**DIRECTIONS FOR THIS TASK:** Reproduce the data below verbatim from the line containing "[point] dense foliage" through its final line, and produce nothing more.

**ENTRIES SUPPLIED:**
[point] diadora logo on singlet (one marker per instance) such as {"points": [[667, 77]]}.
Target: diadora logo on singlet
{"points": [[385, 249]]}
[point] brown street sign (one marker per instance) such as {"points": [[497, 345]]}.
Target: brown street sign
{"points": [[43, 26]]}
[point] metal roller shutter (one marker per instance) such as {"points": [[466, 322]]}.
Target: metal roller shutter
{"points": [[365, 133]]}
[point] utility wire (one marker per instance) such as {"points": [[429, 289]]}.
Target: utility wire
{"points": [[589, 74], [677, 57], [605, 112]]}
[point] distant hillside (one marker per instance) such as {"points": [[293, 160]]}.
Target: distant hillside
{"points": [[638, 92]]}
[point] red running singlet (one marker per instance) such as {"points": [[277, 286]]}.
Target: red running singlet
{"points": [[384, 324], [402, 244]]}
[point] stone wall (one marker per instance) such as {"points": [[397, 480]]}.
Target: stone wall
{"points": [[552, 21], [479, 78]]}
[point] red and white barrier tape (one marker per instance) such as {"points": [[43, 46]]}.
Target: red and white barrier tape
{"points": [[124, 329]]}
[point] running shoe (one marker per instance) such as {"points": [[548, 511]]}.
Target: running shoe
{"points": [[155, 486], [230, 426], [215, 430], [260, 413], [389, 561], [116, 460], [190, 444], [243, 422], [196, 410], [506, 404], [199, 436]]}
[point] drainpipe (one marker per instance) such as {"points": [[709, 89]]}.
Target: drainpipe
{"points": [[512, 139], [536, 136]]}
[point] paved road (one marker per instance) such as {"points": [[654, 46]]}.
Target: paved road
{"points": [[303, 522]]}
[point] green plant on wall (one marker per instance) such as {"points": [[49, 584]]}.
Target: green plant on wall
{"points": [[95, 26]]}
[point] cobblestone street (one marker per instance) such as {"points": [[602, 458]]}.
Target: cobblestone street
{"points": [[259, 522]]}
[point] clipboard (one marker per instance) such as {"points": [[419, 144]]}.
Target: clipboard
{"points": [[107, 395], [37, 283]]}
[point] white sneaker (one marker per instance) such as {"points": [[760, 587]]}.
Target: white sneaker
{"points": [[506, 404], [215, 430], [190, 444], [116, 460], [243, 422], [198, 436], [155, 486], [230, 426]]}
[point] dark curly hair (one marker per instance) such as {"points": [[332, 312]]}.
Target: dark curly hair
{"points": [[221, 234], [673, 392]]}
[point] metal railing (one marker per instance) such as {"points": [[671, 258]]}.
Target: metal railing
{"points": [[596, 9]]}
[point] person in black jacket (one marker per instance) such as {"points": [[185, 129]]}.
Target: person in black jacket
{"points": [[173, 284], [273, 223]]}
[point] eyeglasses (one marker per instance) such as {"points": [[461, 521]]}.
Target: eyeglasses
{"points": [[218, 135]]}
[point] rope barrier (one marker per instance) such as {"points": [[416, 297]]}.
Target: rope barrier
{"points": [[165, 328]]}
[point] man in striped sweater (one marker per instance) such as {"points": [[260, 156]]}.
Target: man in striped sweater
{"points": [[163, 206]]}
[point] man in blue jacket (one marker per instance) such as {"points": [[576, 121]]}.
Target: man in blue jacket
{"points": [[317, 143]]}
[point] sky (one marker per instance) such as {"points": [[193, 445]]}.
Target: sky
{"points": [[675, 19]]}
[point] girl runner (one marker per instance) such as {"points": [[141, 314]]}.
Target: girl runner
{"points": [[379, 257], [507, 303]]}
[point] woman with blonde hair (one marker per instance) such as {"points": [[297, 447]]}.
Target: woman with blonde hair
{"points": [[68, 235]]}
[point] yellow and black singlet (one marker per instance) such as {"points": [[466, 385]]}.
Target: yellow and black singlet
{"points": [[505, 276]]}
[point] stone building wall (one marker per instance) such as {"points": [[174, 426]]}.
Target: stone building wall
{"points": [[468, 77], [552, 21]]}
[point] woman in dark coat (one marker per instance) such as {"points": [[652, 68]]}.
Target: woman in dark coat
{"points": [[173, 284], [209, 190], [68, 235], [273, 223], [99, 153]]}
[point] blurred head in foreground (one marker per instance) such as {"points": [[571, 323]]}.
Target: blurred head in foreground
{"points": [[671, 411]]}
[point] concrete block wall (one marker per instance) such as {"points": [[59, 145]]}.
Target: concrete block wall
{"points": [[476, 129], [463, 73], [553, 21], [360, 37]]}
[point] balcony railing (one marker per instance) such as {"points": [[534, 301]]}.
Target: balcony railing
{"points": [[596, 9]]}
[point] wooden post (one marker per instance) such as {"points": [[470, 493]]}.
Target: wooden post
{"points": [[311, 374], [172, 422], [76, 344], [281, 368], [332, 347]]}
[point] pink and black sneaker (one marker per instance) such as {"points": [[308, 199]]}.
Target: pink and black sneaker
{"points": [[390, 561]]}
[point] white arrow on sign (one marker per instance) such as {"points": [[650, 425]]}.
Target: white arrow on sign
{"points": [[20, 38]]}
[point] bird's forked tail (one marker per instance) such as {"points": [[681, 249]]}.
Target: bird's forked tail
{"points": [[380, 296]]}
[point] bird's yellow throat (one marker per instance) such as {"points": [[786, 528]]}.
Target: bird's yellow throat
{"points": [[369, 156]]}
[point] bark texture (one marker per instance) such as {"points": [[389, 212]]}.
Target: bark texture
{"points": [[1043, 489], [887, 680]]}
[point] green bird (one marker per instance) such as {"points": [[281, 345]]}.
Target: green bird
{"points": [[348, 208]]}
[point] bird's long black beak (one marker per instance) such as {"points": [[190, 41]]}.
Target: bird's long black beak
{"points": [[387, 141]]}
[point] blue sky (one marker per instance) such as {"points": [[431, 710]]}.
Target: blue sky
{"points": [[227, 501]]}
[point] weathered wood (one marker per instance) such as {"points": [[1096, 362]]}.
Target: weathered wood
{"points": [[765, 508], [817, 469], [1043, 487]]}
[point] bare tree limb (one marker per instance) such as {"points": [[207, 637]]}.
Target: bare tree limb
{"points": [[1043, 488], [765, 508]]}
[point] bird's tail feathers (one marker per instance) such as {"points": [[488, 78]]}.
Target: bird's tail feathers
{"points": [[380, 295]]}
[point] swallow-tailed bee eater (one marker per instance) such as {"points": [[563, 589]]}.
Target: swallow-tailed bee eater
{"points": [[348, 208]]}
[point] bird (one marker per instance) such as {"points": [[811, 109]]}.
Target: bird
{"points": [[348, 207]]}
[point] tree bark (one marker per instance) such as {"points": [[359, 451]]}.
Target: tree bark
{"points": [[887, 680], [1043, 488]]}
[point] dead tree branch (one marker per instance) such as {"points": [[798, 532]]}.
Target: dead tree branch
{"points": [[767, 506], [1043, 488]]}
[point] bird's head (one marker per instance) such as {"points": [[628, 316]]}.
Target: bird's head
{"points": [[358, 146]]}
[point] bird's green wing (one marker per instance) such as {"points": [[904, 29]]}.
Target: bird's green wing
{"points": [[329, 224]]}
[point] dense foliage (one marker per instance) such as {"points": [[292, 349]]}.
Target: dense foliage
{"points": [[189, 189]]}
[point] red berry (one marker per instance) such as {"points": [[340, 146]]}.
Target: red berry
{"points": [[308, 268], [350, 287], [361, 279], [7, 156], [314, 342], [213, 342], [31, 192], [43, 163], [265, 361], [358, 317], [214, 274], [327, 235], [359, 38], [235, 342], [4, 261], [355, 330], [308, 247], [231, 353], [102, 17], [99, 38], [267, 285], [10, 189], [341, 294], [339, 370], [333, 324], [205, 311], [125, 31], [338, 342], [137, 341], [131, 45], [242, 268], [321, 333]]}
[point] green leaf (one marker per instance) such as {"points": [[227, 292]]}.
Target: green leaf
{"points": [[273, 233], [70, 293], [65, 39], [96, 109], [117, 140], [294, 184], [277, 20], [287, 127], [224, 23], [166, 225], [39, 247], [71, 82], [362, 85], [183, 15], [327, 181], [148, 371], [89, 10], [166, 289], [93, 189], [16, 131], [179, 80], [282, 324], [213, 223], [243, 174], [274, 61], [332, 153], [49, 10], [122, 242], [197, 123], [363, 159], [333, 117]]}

**TASK RESULT:**
[point] dense foliage (one marker per instance) such as {"points": [[292, 349]]}.
Target: dense foliage
{"points": [[189, 189]]}
[point] red berry (one marker per instance) such as {"points": [[340, 146]]}.
Target: red berry
{"points": [[308, 268], [350, 287], [361, 279], [7, 156], [314, 342], [213, 342], [31, 192], [43, 163], [265, 361], [358, 317], [214, 274], [327, 235], [359, 38], [235, 342], [4, 261], [355, 330], [308, 247], [231, 353], [102, 17], [99, 38], [267, 285], [10, 189], [341, 294], [339, 370], [333, 324], [205, 311], [125, 31], [338, 342], [137, 341], [131, 45], [242, 268], [321, 333]]}
[point] green leaf (one marker per instance) such as {"points": [[227, 292]]}.
Target: green leaf
{"points": [[273, 233], [70, 293], [65, 39], [96, 109], [117, 140], [294, 184], [277, 20], [287, 127], [224, 23], [166, 225], [39, 247], [71, 82], [362, 85], [183, 15], [327, 181], [148, 371], [89, 10], [166, 289], [93, 189], [16, 131], [179, 80], [282, 324], [213, 223], [243, 174], [274, 61], [332, 153], [49, 10], [122, 242], [197, 123], [363, 159], [333, 117]]}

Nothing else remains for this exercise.